_WHAT IS ASKED:_
a. Determine whether each of the following statements agrees with the GitHub thread about training code, answering yes or no and quoting the deciding words of the thread: (i) the training script from the semseg repo is used without modification; (ii) the code for training the models from the paper is provided in a pull request; (iii) pulling the latest version of the repository is expected to cause breaking changes.
b. From the GitHub thread about training code, return verbatim the part that opens with the words containing "Hi @luocmin, thanks" and closes with "you are facing?".
c. Resume the GitHub thread about training code from the point at which it stops.

Train code - Githubissues

luocmin commented 4 years ago

Does this repository provide training code? I only see the test code

johnwlambert commented 4 years ago

Hi @luocmin, thanks for your interest in our work. I'm still cleaning up all of the training scripts, but all the code should be in this PR to train any model from our paper: https://github.com/mseg-dataset/mseg-semantic/pull/9

In which taxonomy/on which datasets/at which resolution would you like to train? You can find more details here.

luocmin commented 4 years ago

Hi @johnwlambert ,Thank you for helping me solve the question. According to the link you provided, I found that the MSEG-Semantic code I downloaded is different from the code in your link. Since I am a white person, it is not clear about the training, so I also want to ask whether the training code is based on the code in semseG project mentioned in the project. me: you:

johnwlambert commented 4 years ago

Hi @luocmin, I didn't quite understand your question -- do you mind explaining a bit more about the issue you are facing?

The training script in the semseg repo is a starting point for our work, but we add several hundred additional lines of code to their training script to accommodate training on multiple datasets at once, and to incorporate MGDA and domain generalization.

Can you pull the latest into your clone/fork of the repo? There shouldn't be any breaking changes.

_RAW RECORDS:_
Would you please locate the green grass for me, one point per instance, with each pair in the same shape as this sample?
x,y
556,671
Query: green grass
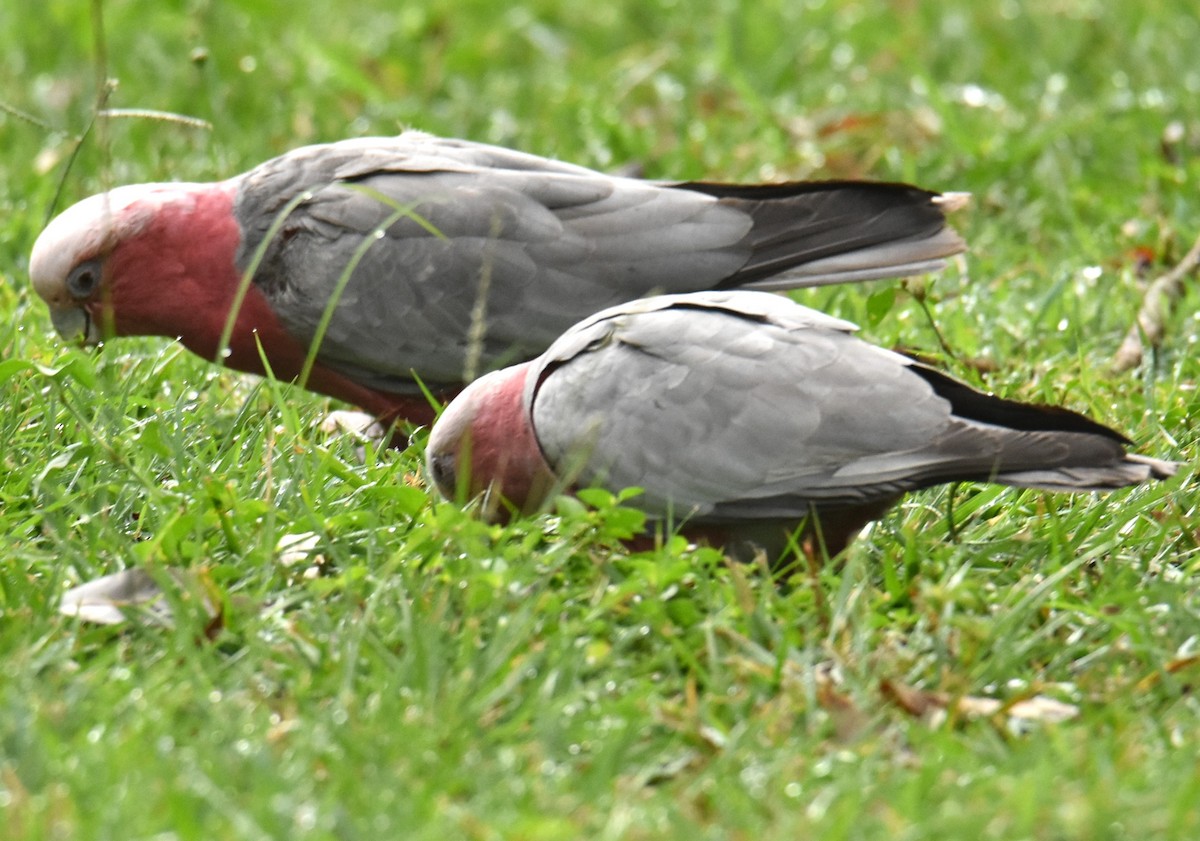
x,y
453,679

_RESULTS FOR THE EXERCISE:_
a.
(i) No: "we add several hundred additional lines of code to their training script to accommodate training on multiple datasets at once, and to incorporate MGDA and domain generalization."
(ii) Yes: "all the code should be in this PR to train any model from our paper"
(iii) No: "There shouldn't be any breaking changes."

b.
Hi @luocmin, thanks for your interest in our work. I'm still cleaning up all of the training scripts, but all the code should be in this PR to train any model from our paper: https://github.com/mseg-dataset/mseg-semantic/pull/9

In which taxonomy/on which datasets/at which resolution would you like to train? You can find more details here.

luocmin commented 4 years ago

Hi @johnwlambert ,Thank you for helping me solve the question. According to the link you provided, I found that the MSEG-Semantic code I downloaded is different from the code in your link. Since I am a white person, it is not clear about the training, so I also want to ask whether the training code is based on the code in semseG project mentioned in the project. me: you:

johnwlambert commented 4 years ago

Hi @luocmin, I didn't quite understand your question -- do you mind explaining a bit more about the issue you are facing?

c.
luocmin commented 4 years ago

@johnwlambert ，My question is why the code I downloaded does not have some configuration files such as training.md. Sorry, as a novice, if I want to train, besides referring to semseg and MGDA, what other issues should I pay attention to?

luocmin commented 4 years ago

@johnwlambert ，The problem with different codes I found that there are different branches in a warehouse. I see ccsa_train.py in the code domain_generalization. Is this script used for training? Because you didn’t describe how to train in the project description. Can you give a command to execute the training script? Thank you Regarding the data set processing, the tests are very detailed, but there is no training. As a novice, I have the data now, but I can't start the training. Can you give me some pointers?

johnwlambert commented 4 years ago

train.py is used for training models on individual datasets and MSeg using traditional cross-entropy loss and MGDA. ccsa_train.py should be used to train CCSA (domain generalization) models.

Could you let me know more about which model you would like to train (on which datasets, using which taxonomy, using which resolution, and which training technique) and I can point you to the relevant config? There are admittedly a ton of experiment config files since we released dozens of models.

luocmin commented 4 years ago

I'm basically trying to solve the training of lane markings by trying to think of you as being able to train multiple data sets to achieve generalization. At present, I have remAP,relabel the relevant data set according to the MSEG-API provided by you. But I have a question about the difference between data set remap and relabel. Since the code involved is a bit confusing, I would like to ask if the train.py you are referring to is mseg_semantic/tool/train.py or semiseg/tool/train.py

luocmin commented 4 years ago

The elements framed in red are not in the file path pointed to by it.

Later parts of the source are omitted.